* [Schriftliche Aufgabe A]: Gib aus dem Kommentar über Putin die Passage wortgetreu wieder, beginnend mit „W o ist dein“ und weiter bis einschließlich „schützt sie? Unklar.“.
* [Schriftliche Aufgabe B]: Nenne alle Personen, die im Kommentar über Putin mit vollem Vor- und Nachnamen vorkommen.
* [Schriftliche Aufgabe C]: Auf welche Waffenruhe haben sich die USA und die Ukraine laut dem Kommentar über Putin in Dschidda geeinigt?

* [Textabschnitt]:
--------
Kommentar von Inna Hartwich

Der russische Präsident Putin will keinen Frieden, er inszeniert sich nur als Friedensengel. Sein Jein zum US-Angebot ist eine Absage an Frieden.

Wo ist dein Anzug? Der russische Präsident Putin in Camouflage Foto: Kremlin Press Office/tass/picture alliance

W o ist dein Anzug?“, musste sich der ukrainische Präsident Wolodymyr Selenskyj anhören, bevor das Gespräch mit seinem amerikanischen Amtskollegen Donald Trump im Oval Office vollends eskalierte. Selenskyj verzichtet auf Anzüge, seit Russlands Präsident Wladimir Putin am 24. Februar 2022 seinen verheerenden Marschbefehl zur „militärischen Spezialoperation“ gegen die Ukraine gab. Der Krieg ist zum Sinn des Lebens und des Überlebens des russischen Regimes geworden. Und siehe da, auch Putin legt seinen Anzug plötzlich ab und zeigt sich in Camouflage: ein Statement, kurz nachdem die USA und die Ukraine bei den Gesprächen in Dschidda in Saudi-Arabien verkündet hatten, sie hätten sich auf eine 30-tägige Waffenruhe entlang der gesamten Frontlinie geeinigt. Nur, wo genau verläuft diese Linie? Wer schützt sie? Unklar.
--------
* [Angezeigte Angaben]:
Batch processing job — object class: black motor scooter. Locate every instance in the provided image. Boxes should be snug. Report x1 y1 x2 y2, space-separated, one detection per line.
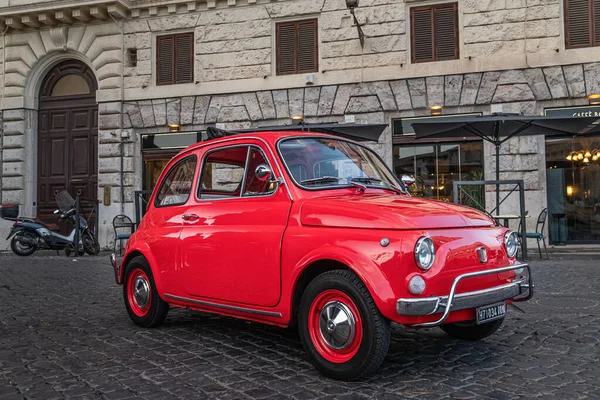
--------
* [Vollständige Ausgabe A]:
W o ist dein Anzug?“, musste sich der ukrainische Präsident Wolodymyr Selenskyj anhören, bevor das Gespräch mit seinem amerikanischen Amtskollegen Donald Trump im Oval Office vollends eskalierte. Selenskyj verzichtet auf Anzüge, seit Russlands Präsident Wladimir Putin am 24. Februar 2022 seinen verheerenden Marschbefehl zur „militärischen Spezialoperation“ gegen die Ukraine gab. Der Krieg ist zum Sinn des Lebens und des Überlebens des russischen Regimes geworden. Und siehe da, auch Putin legt seinen Anzug plötzlich ab und zeigt sich in Camouflage: ein Statement, kurz nachdem die USA und die Ukraine bei den Gesprächen in Dschidda in Saudi-Arabien verkündet hatten, sie hätten sich auf eine 30-tägige Waffenruhe entlang der gesamten Frontlinie geeinigt. Nur, wo genau verläuft diese Linie? Wer schützt sie? Unklar.

* [Vollständige Ausgabe B]: Inna Hartwich, Wolodymyr Selenskyj, Donald Trump, Wladimir Putin

* [Vollständige Ausgabe C]: Auf eine 30-tägige Waffenruhe entlang der gesamten Frontlinie.